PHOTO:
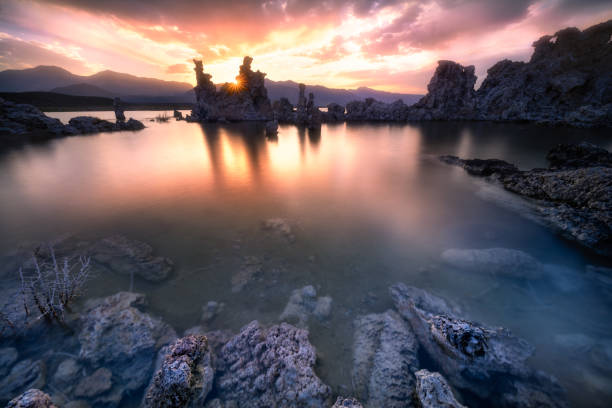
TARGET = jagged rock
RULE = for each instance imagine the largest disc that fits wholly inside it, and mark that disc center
(479, 167)
(472, 357)
(126, 256)
(373, 110)
(433, 391)
(303, 303)
(270, 367)
(572, 200)
(89, 124)
(272, 128)
(8, 357)
(283, 111)
(32, 398)
(95, 384)
(384, 360)
(247, 99)
(499, 261)
(568, 80)
(251, 267)
(335, 113)
(450, 96)
(22, 122)
(118, 336)
(118, 108)
(574, 156)
(185, 377)
(23, 375)
(343, 402)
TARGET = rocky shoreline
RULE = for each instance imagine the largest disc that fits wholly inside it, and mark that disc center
(422, 352)
(572, 196)
(22, 123)
(567, 81)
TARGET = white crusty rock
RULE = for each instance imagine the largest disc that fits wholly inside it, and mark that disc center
(185, 377)
(384, 360)
(270, 368)
(32, 398)
(432, 391)
(118, 336)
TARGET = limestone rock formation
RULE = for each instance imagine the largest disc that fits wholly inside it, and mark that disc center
(32, 398)
(471, 356)
(573, 195)
(335, 113)
(432, 391)
(247, 99)
(118, 336)
(283, 111)
(567, 80)
(384, 360)
(21, 120)
(270, 367)
(185, 377)
(450, 96)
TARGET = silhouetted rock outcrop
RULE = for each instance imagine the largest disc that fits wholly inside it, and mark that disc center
(247, 99)
(450, 94)
(21, 123)
(573, 195)
(568, 80)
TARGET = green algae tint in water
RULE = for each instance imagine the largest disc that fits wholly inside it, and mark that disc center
(367, 205)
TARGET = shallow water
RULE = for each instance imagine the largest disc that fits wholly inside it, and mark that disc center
(369, 205)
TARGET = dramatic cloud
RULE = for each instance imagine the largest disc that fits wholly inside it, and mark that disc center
(387, 44)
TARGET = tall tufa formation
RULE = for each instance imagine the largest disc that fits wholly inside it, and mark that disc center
(247, 99)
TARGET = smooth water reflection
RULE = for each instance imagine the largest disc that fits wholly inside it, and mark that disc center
(369, 205)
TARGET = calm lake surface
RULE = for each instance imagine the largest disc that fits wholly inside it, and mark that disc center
(369, 205)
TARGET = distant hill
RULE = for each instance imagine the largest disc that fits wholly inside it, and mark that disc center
(324, 95)
(131, 88)
(82, 90)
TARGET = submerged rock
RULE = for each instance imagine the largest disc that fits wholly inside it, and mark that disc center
(433, 391)
(384, 360)
(125, 256)
(304, 303)
(32, 398)
(185, 377)
(251, 267)
(568, 197)
(279, 226)
(22, 376)
(472, 356)
(270, 367)
(343, 402)
(118, 336)
(499, 261)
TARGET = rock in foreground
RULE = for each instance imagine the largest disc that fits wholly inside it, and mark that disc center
(572, 196)
(186, 375)
(270, 367)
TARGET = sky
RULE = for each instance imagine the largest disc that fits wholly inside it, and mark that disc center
(388, 45)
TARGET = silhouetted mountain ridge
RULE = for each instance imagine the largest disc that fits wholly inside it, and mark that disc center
(132, 88)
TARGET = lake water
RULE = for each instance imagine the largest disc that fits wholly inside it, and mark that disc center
(369, 205)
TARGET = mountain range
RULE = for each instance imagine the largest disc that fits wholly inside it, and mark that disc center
(131, 88)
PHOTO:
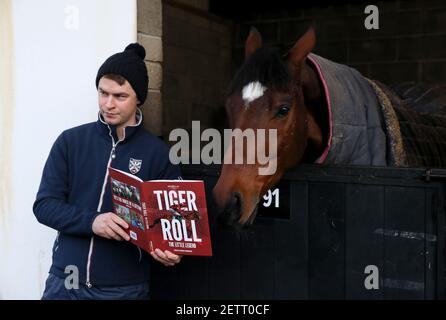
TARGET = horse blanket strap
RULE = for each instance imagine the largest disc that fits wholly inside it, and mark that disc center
(415, 117)
(396, 153)
(357, 130)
□ □ □ □ □ □ □
# [EXERCISE DETAILS]
Copy every line of the records above word for word, leaving out the pictures.

# [ANSWER]
PHOTO:
TARGET = jagged rock
RULE = for each instance imagine the largest disc that fits wholly inside it, and mark that disc center
(479, 167)
(472, 357)
(126, 256)
(373, 110)
(433, 391)
(303, 303)
(270, 367)
(572, 200)
(89, 124)
(272, 128)
(8, 357)
(283, 111)
(32, 398)
(95, 384)
(384, 360)
(247, 99)
(499, 261)
(568, 80)
(251, 267)
(335, 113)
(450, 96)
(22, 122)
(118, 336)
(118, 108)
(574, 156)
(185, 377)
(23, 375)
(343, 402)
TARGET = rocky shoreline
RULE = for each instance imagine the largest disc that fits wholly inside it, and mark that disc center
(422, 352)
(572, 196)
(22, 123)
(567, 81)
TARGET = white crusty rock
RULE = for each instance imagine the largest disc that fits wholly inside it, and mark that disc center
(185, 377)
(384, 360)
(270, 368)
(32, 398)
(432, 391)
(118, 336)
TARGET = limestone rock formation
RULE = for each instance imagine the largest disc that fits wholly inside it, and mark that disc center
(32, 398)
(471, 356)
(573, 195)
(335, 113)
(432, 391)
(247, 99)
(118, 336)
(283, 111)
(567, 80)
(384, 360)
(21, 120)
(270, 367)
(185, 377)
(450, 96)
TARGET = silhouetted rock outcrop
RULE = for each instance imagine the largest disc that fits wholly inside it, and mark that disc center
(247, 99)
(450, 94)
(21, 123)
(573, 195)
(568, 80)
TARGET = green algae tint in water
RULE = for each instance imagine the largest disc that fits wholly inside it, and mark that disc center
(367, 205)
TARGET = shallow water
RULE = for each instance imagine the largest disc that fits wholly inside it, and mark that disc center
(369, 205)
TARGET = dramatic cloud
RULE = for each instance imagine the largest disc that fits wholly inside it, and mark that disc center
(387, 44)
TARGET = tall tufa formation
RULE = for each instance imagine the largest disc that fits wholly inside it, and mark that disc center
(247, 99)
TARGET = smooth water reflection
RULE = for each instance imagine the largest disc that fits wholly inside it, and mark that disc center
(369, 205)
TARGET = calm lake surface
RULE = for each instance imagine the largest disc that fits wholly inside it, and mark that disc center
(369, 205)
TARGET = distant hill
RULE = for each instance imagine the largest disc that fits wholly inside it, and mark that disc center
(324, 95)
(131, 88)
(82, 90)
TARGET = submerged rock
RULE = for each instance imagine the largest disc that fits wholly inside it, and mark that disc center
(433, 391)
(384, 360)
(125, 256)
(304, 303)
(32, 398)
(185, 377)
(251, 267)
(568, 197)
(279, 226)
(22, 376)
(472, 356)
(270, 367)
(343, 402)
(118, 336)
(499, 261)
TARGET = rock in foreground
RULE = for each instance imagine the largest disc that fits wholly inside it, and mark that disc center
(572, 196)
(186, 375)
(270, 367)
TARGET = sky
RULE = for each instance imagine the largest disc that fits wholly inside it, and mark that disc center
(388, 45)
TARGET = silhouetted mountain ridge
RULE = for each instance imagine the largest disc that fits wholly inside it, and mark that disc center
(132, 88)
TARGET = lake water
RULE = for each instance imagine the largest disc that fits wholly inside it, and mark that disc center
(369, 205)
TARGET = mountain range
RULE = for each instance imagine the largest disc that fits wholly inside it, and mark that disc center
(131, 88)
PHOTO:
TARGET = horse blanket strap
RULE = for each instance imagine the largest disc that fits wholly inside it, and mark that disc center
(415, 117)
(396, 153)
(357, 130)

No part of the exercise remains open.